> About this task
Only lines holding the string "glass" are wanted; copy each one from the material.

** Opening Data for processing block **

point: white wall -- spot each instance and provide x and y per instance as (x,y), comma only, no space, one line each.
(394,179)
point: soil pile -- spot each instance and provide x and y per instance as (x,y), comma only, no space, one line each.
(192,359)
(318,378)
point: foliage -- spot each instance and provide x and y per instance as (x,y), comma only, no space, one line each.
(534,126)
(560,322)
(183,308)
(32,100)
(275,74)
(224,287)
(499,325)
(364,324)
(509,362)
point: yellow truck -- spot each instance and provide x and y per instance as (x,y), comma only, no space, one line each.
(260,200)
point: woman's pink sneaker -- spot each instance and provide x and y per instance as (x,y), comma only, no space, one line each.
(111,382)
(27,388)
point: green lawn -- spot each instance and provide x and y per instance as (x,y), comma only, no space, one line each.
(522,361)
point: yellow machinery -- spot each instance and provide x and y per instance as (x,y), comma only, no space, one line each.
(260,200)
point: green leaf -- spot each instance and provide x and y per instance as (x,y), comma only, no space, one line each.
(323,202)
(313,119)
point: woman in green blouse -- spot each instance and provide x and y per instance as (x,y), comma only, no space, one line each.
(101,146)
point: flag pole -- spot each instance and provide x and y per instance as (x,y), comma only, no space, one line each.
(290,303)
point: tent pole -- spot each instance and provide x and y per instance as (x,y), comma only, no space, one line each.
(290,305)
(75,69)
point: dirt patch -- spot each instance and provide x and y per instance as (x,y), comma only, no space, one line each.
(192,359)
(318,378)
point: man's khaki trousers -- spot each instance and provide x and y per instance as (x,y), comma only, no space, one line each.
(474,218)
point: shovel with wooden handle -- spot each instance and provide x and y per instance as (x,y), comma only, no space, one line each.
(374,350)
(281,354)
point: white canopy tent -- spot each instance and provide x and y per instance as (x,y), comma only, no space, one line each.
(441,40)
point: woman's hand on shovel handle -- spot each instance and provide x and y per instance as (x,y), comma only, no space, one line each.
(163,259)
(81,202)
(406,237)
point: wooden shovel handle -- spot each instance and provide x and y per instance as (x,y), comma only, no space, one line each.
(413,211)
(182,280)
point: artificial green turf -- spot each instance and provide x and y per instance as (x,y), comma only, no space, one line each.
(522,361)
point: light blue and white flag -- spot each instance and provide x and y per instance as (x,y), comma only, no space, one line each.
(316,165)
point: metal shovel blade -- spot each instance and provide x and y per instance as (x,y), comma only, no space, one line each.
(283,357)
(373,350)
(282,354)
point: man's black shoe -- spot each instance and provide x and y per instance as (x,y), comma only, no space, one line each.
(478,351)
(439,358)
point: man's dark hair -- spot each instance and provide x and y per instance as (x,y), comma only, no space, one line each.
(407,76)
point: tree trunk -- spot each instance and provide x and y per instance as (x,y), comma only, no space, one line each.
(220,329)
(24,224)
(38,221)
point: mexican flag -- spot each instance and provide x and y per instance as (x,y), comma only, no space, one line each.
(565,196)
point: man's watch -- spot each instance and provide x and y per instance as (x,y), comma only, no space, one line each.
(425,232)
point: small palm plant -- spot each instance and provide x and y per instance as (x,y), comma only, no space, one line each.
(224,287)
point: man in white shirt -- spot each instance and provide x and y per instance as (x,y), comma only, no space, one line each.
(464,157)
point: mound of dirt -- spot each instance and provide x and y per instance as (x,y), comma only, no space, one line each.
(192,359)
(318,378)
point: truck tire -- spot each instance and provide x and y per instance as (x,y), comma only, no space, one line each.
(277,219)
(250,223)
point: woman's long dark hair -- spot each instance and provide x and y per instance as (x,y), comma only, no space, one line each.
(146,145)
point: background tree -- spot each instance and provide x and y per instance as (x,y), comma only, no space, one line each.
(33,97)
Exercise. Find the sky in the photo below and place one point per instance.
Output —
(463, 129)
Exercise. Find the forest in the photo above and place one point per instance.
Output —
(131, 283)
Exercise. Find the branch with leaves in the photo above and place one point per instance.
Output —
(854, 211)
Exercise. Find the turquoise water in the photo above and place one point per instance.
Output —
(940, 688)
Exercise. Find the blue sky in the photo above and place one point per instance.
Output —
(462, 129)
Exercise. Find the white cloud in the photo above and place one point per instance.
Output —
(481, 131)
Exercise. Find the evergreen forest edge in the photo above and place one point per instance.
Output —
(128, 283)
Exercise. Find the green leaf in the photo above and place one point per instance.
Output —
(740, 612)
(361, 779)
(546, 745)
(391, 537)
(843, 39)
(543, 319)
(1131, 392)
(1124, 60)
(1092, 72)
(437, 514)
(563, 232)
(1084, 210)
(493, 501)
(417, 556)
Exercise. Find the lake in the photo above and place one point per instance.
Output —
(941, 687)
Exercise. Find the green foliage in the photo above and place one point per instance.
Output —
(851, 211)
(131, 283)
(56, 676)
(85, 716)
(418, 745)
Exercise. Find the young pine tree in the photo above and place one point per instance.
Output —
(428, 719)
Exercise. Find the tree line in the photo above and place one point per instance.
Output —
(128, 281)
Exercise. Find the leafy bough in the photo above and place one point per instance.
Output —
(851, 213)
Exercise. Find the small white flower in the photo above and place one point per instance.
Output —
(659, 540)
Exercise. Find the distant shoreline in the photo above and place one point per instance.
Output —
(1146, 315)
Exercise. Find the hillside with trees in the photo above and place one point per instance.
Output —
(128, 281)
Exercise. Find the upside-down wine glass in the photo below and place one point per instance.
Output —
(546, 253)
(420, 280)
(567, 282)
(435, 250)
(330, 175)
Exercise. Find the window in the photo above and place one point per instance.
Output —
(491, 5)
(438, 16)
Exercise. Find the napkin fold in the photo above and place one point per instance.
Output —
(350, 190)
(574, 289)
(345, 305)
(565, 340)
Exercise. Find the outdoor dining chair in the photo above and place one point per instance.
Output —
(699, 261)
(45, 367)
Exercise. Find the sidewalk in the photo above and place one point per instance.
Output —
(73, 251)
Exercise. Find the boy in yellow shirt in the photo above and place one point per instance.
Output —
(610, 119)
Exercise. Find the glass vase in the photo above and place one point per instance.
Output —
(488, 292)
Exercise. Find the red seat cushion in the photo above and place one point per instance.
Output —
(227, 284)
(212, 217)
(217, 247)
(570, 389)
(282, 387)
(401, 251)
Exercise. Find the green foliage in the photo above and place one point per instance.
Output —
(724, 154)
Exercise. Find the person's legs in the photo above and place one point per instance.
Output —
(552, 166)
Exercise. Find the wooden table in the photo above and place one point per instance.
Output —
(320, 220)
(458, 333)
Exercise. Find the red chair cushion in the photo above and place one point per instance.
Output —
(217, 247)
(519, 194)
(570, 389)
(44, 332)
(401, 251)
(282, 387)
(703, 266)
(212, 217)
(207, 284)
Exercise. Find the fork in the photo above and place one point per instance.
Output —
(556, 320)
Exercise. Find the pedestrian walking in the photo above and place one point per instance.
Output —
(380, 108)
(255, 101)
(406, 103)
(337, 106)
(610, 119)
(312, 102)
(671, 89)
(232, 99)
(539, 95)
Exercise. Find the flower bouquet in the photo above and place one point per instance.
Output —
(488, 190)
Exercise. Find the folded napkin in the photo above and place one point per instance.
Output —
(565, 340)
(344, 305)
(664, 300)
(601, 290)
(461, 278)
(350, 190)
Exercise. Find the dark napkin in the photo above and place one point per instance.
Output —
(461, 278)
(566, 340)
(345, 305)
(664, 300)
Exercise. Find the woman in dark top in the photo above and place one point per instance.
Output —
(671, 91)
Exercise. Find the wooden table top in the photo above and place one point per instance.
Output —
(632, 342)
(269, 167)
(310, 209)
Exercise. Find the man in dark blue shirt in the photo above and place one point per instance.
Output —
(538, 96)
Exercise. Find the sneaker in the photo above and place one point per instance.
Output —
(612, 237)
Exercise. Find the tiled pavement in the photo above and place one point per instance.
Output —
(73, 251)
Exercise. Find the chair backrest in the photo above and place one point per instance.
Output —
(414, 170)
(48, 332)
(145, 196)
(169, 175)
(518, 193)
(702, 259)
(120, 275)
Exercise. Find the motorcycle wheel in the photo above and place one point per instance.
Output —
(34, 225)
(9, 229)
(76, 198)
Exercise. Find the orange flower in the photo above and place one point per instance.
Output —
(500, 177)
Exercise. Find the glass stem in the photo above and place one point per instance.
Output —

** Closing Data for processing block **

> Exercise response
Exercise. Find the upside-down wine glass in the photo below and place one point per instance.
Exercise. Find the glass vase in the photo above and place one point per instance.
Exercise. Find the glass stem in the photo above and place one point per instance.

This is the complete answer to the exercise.